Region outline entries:
• • • • • • •

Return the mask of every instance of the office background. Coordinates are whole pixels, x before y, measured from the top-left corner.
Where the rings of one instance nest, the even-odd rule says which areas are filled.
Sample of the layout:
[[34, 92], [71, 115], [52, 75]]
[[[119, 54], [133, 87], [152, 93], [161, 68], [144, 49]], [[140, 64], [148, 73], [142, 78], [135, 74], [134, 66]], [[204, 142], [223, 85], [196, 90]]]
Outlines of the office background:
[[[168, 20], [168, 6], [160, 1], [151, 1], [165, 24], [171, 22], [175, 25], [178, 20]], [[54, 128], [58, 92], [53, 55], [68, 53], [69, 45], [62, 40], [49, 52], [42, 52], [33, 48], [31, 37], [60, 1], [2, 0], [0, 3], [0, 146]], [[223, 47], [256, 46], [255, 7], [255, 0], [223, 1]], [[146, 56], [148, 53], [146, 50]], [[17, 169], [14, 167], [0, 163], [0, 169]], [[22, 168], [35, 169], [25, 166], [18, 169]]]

• • • • • • •

## [Your instructions]
Restate the whole listing exactly, leaving out nothing.

## [Answer below]
Return the mask of every instance of the office background. Coordinates are whole pixels, x before y, measured from the top-left corner.
Where the rings of one instance nest, the even-odd rule says which areas are filled.
Sample of the layout:
[[34, 92], [71, 115], [52, 75]]
[[[119, 54], [133, 87], [152, 93], [161, 68], [144, 49]], [[140, 64], [148, 73], [142, 78], [135, 74], [134, 66]], [[204, 142], [223, 85], [196, 90]]]
Outlines of the office background:
[[[168, 20], [168, 6], [160, 1], [151, 1], [165, 24], [171, 22], [175, 25], [178, 20]], [[54, 128], [58, 92], [53, 55], [68, 53], [69, 45], [62, 40], [49, 52], [42, 52], [33, 48], [31, 37], [60, 1], [2, 0], [0, 3], [0, 146]], [[223, 47], [256, 46], [255, 7], [255, 0], [223, 1]], [[146, 56], [148, 53], [146, 50]], [[17, 169], [14, 167], [0, 163], [0, 169]], [[22, 168], [35, 169], [25, 166], [18, 169]]]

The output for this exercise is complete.